WHAT YOU SHOULD DO:
In the text about Sheridan Russell, what item of clothing is described as his trademark?

TEXT SHOWN:

We’re always looking forward: searching for new care partners and new ways to inspire better health. But as we approach our 60th birthday in 2019, we’d like to look back at our history and our founder Sheridan Russell. Here, Polly Mortimer shares her memories of a young life in mental health care, of Sheridan, and why the charity he founded is so important.

I spent a significant part of my twenties either having episodes of 'manic depression', being held in psychiatric settings, then recovering from the 'treatment' and dreading the return of the condition, as I had been told it was lifelong and irrecoverable. Some time was spent at the Maudsley Hospital, South London, in the late 1970s.

My parents had been friends of Sheridan Russell and his wife Kit for many years as he had the downstairs flat from some old friends of my mother in Chelsea (where she was born and brought up). Occasionally they visited us in Sussex. I have very dim memories of Sheridan in his trademark beret - always fun, always kind. He used to write to my parents on scraps of paper with brainwaves printed on. My mother used to talk about him having been an almoner. I had no idea what that was - nowadays I guess it would be a social worker.

When I was in the Maudsley, I remember there being a row of paintings in the corridor down in Outpatients - including one by John Lake, again a friend of my parents. When the ward was unlocked, I used to sometimes sneak down to the cafe in Outpatients and gaze at the paintings on the wall. They gave me succour and something else to focus on. A sense of calm, and an alleviation from the daily grind on the bleak ward (masses of medication, some kind, some not-so-kind nurses, very nasty food, some very disturbed people, lovely healthcare assistants, and a feeling of solidarity among the patients).

Referring expression data:
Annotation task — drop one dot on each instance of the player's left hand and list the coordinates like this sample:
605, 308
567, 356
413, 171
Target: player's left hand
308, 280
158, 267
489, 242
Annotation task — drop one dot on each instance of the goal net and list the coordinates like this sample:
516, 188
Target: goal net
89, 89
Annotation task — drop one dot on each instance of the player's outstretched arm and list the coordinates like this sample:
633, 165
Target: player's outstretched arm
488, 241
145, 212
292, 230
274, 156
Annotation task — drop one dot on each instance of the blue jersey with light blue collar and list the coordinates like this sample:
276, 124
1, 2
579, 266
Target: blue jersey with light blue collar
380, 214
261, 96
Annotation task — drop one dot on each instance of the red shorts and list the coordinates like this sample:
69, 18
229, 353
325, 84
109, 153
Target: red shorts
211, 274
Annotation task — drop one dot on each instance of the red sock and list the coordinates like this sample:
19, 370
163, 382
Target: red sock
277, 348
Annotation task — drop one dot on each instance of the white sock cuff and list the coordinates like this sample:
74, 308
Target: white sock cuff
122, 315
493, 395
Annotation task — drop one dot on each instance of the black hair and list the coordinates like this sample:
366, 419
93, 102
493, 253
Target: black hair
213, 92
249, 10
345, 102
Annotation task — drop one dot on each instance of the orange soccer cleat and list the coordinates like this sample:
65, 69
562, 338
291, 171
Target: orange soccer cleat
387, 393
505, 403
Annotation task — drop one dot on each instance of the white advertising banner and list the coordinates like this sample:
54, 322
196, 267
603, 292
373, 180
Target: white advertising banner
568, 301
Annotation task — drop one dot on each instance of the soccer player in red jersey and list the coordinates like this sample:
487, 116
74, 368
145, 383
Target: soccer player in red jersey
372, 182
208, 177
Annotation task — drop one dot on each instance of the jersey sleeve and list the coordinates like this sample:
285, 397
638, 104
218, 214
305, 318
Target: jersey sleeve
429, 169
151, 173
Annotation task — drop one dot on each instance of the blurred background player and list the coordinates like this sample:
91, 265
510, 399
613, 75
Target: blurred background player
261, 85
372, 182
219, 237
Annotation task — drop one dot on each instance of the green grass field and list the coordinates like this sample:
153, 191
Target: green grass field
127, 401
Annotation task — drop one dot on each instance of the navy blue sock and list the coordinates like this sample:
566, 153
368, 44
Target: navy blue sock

RESULT FOR THIS EXERCISE:
A beret.